- WRITTEN TASK 1 -
Retype the passage of the management's discussion below, everything from "MANAGEMENT’S DISCUSSION AND" down to "and Exchange Commission.".
- WRITTEN TASK 2 -
Continue the management's discussion of financial condition and results of operations below, starting after its last sentence.
------ DOCUMENT ------
MANAGEMENT’S DISCUSSION AND ANALYSIS OF
FINANCIAL CONDITION AND RESULTS OF OPERATIONS

     The following discussion should be read in conjunction with the Company’s Annual Report on Form 10-K for the year ended December 31, 2004, including the audited financial statements contained therein, filed with the Securities and Exchange Commission.

FORWARD LOOKING STATEMENTS

     Certain statements contained in this document that are not statements of historical fact constitute “forward-looking statements” within the meaning of the Private Securities Litigation Reform Act of 1995. Words such as “believes,” “anticipates,” “expects,” “intends,” “plans” and similar expressions are intended to identify forward-looking statements but are not the exclusive means of identifying such statements. Forward-looking statements involve known and unknown risks, uncertainties and other factors that may cause the actual results, performance or achievements of the Company to be materially different from any future results, performance or achievements expressed or implied by such statements. Such factors include, among others, the following: general economic and business conditions in those areas in which the Company operates; demographic changes; competition; fluctuations in interest rates; changes in business strategy or development plans; changes in governmental regulation; credit quality; the availability of capital to fund the expected expansion of the Company’s business; and, other factors identified in the Company’s Annual Report on Form 10-K for the year ended December 31, 2004, including, without limitation, information under the caption “Business – Risk Factors” included Part I, Item 1. Given these uncertainties, shareholders and prospective investors are cautioned not to place undue reliance on such forward-looking statements. Forward-looking statements speak only as of the date on which such statements are made. The Company disclaims any obligation to update any such factors or to publicly announce the results of any revisions to any of the forward-looking statements contained herein to reflect future events or developments.
------ ENTRIES PROVIDED ------
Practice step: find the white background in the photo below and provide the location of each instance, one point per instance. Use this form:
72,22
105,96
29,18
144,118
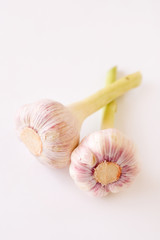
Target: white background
62,50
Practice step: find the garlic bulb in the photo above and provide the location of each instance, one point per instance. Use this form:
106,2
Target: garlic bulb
51,131
105,160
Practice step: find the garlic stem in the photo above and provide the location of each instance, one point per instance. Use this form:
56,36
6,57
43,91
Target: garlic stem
104,96
110,109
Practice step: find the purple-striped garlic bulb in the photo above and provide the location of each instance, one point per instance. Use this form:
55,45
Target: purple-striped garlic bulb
104,161
50,130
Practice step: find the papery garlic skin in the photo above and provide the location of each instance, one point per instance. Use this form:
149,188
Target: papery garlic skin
55,125
108,145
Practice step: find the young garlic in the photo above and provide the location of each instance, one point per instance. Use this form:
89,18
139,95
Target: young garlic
50,130
105,160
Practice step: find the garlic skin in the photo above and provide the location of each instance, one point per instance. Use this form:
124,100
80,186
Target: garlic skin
51,131
109,146
55,125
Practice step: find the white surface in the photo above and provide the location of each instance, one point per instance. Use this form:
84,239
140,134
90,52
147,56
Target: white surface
62,50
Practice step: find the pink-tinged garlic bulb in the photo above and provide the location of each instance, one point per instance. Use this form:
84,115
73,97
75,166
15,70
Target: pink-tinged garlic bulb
104,162
51,131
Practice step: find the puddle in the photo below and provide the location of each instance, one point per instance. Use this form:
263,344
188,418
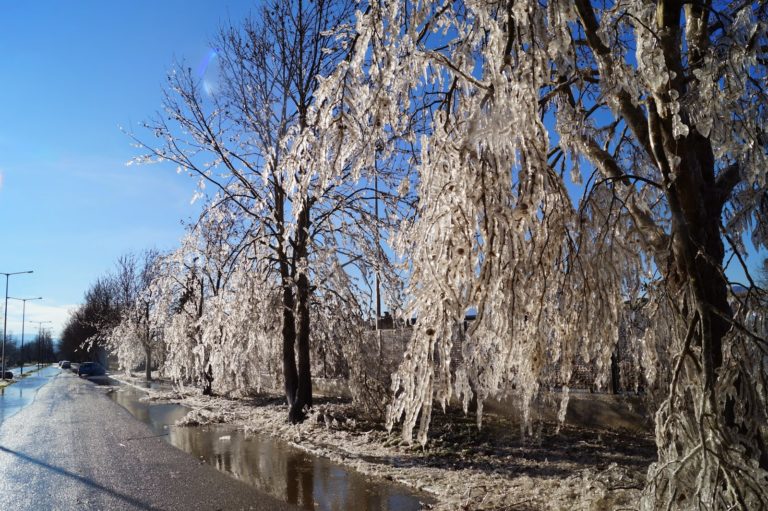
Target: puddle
------
- EXPECTED OUTPUT 1 -
MANAGEMENT’S DISCUSSION AND ANALYSIS OF
FINANCIAL CONDITION AND RESULTS OF OPERATIONS

     The following discussion should be read in conjunction with the Company’s Annual Report on Form 10-K for the year ended December 31, 2004, including the audited financial statements contained therein, filed with the Securities and Exchange Commission.

- EXPECTED OUTPUT 2 -
CRITICAL ACCOUNTING ESTIMATES AND SIGNIFICANT ACCOUNTING POLICIES

     The Company’s consolidated financial statements are prepared in accordance with U.S. generally accepted accounting principles and follow general practices within the industries in which it operates. Application of these principles requires management to make estimates, assumptions and judgments that affect the amounts reported in the consolidated financial statements and accompanying notes. Actual results could differ significantly from those estimates.

     The Company’s accounting policies are fundamental to understanding Management’s Discussion and Analysis of Financial Condition and Results of Operations. The most significant accounting policies followed by the Company are presented in Note 1 of the Notes to Consolidated Financial Statements included in the Company’s Annual Report on Form 10-K for the year ended December 31, 2004.

     The Company has identified the allowance for loan losses and the valuation of mortgage servicing rights to be critical accounting estimates because they require management to make particularly difficult, subjective and/or complex judgments about matters that are inherently uncertain, and changes in the estimates that are reasonably likely to occur from period to period, or the use of different estimates that management could have reasonably used in the current period, would have a material impact on the Company’s consolidated financial statements, results of operations or liquidity.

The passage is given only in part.